+++ Available data +++

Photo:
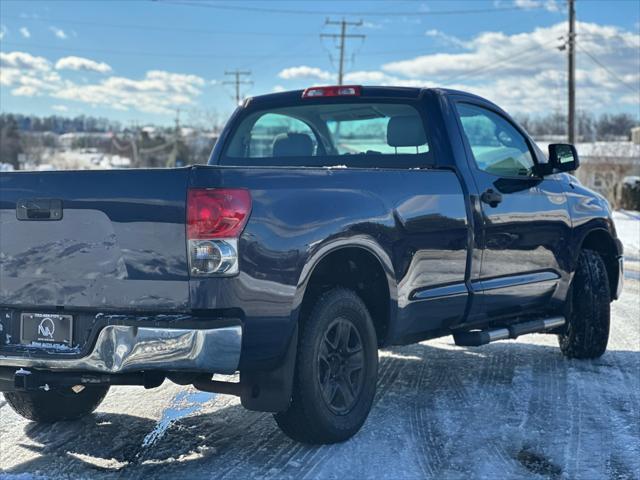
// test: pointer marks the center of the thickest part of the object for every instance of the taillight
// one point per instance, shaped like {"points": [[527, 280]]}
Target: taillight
{"points": [[334, 91], [215, 220]]}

+++

* _Work required_
Output, exactly and with no other text, the line that contains "one point per" and all lines from there to the end of the records.

* _Solution to this task_
// one point per instance, shaped like {"points": [[527, 280]]}
Target: taillight
{"points": [[334, 91], [215, 220]]}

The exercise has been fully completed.